··· 提供文章

非居住者納税者は「自主的に判断し、享受を申告し、審査に備えるために関連資料を保管する」という処理方法を採用し、且つ税務機関から後続管理を受けます。自己申告する場合には申告時に『非居住者納税者の協定待遇の享受に関する情報報告表』(以下『情報報告表』とする)を実態に即して記入し提出し、源泉徴収の場合は『情報報告表』を自ら記入し源泉徴収者に積極的に提出しなければなりません。

    審査のために保存すべき資料

ⅰ協定の締約先の管轄税務機関が発行した、非居住者納税者が取得した所得の当年度または前年度の税収居住者身分を証明する税収居住者身分証明書。ⅱ取得した所得に関連する契約書、協議、董事会または株主会の決議、支払証憑等の権利帰属先の証明資料。ⅲ配当、利息、特許権使用料条項の協定待遇を享受する場合、「受益所有者」身分を証明する関連資料。

······
··· データ行

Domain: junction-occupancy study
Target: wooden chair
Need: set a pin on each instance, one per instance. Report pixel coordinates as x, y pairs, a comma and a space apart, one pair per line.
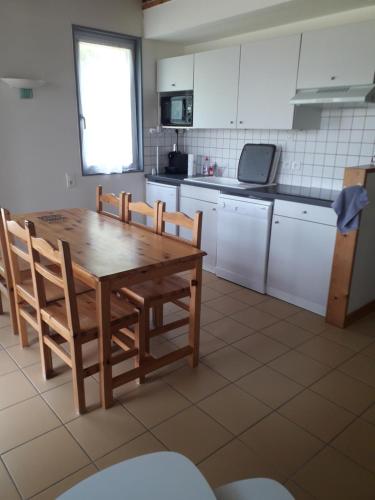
152, 294
143, 209
6, 286
118, 202
20, 267
73, 319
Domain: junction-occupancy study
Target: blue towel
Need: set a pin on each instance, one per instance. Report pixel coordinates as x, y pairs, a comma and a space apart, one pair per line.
348, 205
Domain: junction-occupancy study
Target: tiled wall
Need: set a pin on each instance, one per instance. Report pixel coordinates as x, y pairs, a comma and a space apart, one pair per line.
309, 158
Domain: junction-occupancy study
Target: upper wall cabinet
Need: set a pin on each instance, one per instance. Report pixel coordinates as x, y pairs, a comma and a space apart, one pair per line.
216, 87
176, 73
268, 75
338, 56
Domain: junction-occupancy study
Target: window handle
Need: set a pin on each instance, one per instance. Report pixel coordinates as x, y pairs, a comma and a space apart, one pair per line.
83, 119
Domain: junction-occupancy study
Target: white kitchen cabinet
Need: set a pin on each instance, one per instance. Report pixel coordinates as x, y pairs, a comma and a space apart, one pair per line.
175, 73
343, 55
301, 252
163, 192
196, 198
268, 74
216, 88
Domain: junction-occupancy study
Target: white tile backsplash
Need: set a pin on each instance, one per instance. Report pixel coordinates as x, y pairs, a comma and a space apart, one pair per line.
309, 158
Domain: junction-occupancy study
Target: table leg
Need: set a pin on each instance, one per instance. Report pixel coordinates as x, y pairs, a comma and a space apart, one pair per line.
103, 306
195, 312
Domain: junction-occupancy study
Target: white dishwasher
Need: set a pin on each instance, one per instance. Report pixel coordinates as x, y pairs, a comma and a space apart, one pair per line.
243, 236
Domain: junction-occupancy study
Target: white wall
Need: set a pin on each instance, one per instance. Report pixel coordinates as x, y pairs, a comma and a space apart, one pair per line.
340, 18
39, 138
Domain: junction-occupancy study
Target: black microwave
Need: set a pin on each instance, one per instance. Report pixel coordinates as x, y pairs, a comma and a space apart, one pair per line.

······

## [課題内容]
提供文章の「審査のために保存すべき資料」から「者」身分を証明する関連資料。」までを、「董事会」を「取締役会」に差し替えたうえで書き直してください。 データ行の資料は、提供文章とは別個の資料です。

## [出力全文]
審査のために保存すべき資料

ⅰ協定の締約先の管轄税務機関が発行した、非居住者納税者が取得した所得の当年度または前年度の税収居住者身分を証明する税収居住者身分証明書。ⅱ取得した所得に関連する契約書、協議、取締役会または株主会の決議、支払証憑等の権利帰属先の証明資料。ⅲ配当、利息、特許権使用料条項の協定待遇を享受する場合、「受益所有者」身分を証明する関連資料。